> [Task instructions]
Only the lines of the data below from the one with "of the sunlit" through the one with "the climber's arm." are wanted. Repeat them exactly.

[Data records]
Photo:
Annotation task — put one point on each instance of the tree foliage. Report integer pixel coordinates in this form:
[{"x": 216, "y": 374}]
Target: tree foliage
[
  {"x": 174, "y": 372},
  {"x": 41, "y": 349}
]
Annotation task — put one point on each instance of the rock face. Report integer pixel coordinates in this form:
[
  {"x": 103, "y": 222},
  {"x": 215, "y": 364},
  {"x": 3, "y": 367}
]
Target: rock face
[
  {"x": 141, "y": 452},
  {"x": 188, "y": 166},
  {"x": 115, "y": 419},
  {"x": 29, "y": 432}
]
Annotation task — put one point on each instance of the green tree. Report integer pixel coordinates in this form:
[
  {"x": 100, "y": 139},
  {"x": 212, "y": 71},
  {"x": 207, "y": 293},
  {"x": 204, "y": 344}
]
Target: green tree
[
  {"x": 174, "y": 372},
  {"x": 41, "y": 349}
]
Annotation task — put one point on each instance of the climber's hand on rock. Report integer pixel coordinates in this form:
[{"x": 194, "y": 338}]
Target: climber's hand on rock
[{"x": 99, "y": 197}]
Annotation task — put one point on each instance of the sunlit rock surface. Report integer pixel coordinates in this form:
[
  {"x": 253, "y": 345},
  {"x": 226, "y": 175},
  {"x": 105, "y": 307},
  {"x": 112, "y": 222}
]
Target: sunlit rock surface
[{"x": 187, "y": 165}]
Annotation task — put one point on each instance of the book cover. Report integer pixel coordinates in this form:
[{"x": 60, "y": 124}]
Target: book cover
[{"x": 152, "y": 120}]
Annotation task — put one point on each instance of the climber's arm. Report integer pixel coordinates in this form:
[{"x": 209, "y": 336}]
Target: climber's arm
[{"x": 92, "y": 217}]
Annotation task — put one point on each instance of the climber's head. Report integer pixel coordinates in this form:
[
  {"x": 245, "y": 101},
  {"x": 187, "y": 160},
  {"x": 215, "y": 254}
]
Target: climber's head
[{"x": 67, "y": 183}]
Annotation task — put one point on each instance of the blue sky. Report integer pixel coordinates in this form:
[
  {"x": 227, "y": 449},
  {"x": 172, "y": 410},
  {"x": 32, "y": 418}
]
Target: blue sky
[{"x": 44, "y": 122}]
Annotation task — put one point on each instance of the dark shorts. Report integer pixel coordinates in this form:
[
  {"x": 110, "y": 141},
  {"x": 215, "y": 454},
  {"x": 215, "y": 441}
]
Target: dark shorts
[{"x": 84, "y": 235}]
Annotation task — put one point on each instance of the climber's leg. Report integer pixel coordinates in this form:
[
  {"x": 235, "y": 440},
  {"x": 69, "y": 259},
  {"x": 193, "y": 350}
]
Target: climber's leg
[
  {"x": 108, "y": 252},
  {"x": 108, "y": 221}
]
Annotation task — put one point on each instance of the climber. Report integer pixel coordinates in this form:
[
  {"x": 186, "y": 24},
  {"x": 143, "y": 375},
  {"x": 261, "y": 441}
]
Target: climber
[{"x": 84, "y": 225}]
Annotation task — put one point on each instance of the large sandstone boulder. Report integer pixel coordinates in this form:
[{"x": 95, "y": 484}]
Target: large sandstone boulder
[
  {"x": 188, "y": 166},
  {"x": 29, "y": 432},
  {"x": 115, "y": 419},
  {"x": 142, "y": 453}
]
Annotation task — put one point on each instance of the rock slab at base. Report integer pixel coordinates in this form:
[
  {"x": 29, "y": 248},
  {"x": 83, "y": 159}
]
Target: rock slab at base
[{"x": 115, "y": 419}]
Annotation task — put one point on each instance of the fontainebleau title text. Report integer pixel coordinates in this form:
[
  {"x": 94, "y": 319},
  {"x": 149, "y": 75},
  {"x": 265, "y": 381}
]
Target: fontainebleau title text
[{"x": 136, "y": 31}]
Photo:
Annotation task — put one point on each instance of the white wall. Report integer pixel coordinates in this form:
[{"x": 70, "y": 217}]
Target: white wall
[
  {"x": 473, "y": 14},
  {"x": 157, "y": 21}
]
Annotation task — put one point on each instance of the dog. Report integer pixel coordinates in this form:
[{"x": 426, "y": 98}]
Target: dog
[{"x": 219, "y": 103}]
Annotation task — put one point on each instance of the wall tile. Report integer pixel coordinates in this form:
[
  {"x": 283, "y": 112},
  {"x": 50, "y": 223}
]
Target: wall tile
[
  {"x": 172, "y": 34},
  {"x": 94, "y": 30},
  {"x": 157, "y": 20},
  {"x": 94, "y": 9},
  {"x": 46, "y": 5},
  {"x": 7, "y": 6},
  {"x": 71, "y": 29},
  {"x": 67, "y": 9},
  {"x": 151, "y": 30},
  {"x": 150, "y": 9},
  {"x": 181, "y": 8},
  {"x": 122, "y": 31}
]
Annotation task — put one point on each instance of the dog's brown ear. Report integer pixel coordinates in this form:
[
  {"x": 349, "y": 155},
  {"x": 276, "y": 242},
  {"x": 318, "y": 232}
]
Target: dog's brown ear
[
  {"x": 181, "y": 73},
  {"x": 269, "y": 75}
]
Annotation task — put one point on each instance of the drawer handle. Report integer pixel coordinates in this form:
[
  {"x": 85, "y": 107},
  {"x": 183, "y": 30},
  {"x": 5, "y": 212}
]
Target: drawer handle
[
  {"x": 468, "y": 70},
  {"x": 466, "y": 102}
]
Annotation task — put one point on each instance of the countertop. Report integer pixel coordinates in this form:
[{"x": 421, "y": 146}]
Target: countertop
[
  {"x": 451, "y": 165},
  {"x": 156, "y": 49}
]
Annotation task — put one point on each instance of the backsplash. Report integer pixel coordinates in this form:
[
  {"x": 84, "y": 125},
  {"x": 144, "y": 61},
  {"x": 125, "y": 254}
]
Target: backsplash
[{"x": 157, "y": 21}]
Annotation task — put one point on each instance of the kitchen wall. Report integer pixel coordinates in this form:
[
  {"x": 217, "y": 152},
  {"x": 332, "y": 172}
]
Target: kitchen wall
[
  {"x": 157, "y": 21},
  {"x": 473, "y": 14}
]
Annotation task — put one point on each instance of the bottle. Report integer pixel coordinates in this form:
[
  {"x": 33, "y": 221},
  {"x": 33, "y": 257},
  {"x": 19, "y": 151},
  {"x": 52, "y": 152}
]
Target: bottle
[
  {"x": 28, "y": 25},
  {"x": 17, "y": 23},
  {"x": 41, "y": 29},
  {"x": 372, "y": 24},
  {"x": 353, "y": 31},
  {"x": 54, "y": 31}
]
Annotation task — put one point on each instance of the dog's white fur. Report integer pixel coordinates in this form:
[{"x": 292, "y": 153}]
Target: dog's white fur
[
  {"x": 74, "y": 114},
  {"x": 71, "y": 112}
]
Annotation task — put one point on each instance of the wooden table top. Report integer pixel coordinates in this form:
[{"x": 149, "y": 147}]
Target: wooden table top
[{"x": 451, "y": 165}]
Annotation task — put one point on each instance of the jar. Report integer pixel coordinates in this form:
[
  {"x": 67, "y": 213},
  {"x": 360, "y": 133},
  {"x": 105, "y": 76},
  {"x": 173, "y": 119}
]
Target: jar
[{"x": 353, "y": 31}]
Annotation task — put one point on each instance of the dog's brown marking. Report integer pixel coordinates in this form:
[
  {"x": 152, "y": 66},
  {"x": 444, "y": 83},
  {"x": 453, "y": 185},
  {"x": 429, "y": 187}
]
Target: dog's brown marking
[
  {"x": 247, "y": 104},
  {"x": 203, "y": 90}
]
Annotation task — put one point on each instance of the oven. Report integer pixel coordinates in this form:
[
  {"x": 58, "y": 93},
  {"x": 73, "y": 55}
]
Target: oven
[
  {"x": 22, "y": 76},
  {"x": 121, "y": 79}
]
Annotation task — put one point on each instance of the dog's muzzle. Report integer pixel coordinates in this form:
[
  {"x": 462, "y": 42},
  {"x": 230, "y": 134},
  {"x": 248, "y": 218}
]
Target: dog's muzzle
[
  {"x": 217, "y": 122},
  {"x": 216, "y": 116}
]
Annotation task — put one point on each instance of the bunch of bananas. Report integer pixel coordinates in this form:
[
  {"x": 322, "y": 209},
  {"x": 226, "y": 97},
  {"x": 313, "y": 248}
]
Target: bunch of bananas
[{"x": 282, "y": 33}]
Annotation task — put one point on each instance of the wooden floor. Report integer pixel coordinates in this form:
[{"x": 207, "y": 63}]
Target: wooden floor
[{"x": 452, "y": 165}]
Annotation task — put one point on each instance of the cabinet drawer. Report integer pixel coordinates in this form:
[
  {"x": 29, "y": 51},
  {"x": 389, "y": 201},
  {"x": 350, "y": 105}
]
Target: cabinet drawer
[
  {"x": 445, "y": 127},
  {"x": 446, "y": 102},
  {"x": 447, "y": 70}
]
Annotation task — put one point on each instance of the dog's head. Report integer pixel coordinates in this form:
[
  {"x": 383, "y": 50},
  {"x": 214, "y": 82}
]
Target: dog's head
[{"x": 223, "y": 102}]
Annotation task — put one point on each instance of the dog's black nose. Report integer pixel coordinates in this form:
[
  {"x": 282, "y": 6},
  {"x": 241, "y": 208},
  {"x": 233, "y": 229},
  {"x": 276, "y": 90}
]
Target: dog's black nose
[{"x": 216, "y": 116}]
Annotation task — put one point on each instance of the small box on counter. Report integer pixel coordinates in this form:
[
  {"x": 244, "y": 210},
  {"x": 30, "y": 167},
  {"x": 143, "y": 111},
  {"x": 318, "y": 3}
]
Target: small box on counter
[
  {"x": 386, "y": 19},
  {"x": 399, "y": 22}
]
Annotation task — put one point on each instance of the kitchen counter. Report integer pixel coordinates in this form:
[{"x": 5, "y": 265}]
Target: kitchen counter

> [Expected answer]
Annotation task — put one point on each instance of the sunlit rock surface. Report integer pixel coordinates in this form:
[
  {"x": 253, "y": 345},
  {"x": 226, "y": 175},
  {"x": 105, "y": 307},
  {"x": 112, "y": 222}
]
Target: sunlit rock surface
[{"x": 187, "y": 165}]
Annotation task — put one point on each instance of the book cover. Report integer pixel coordinates in this form:
[{"x": 60, "y": 124}]
Target: book cover
[{"x": 152, "y": 120}]
Annotation task — put one point on each instance of the climber's arm. Report integer pixel coordinates in this form:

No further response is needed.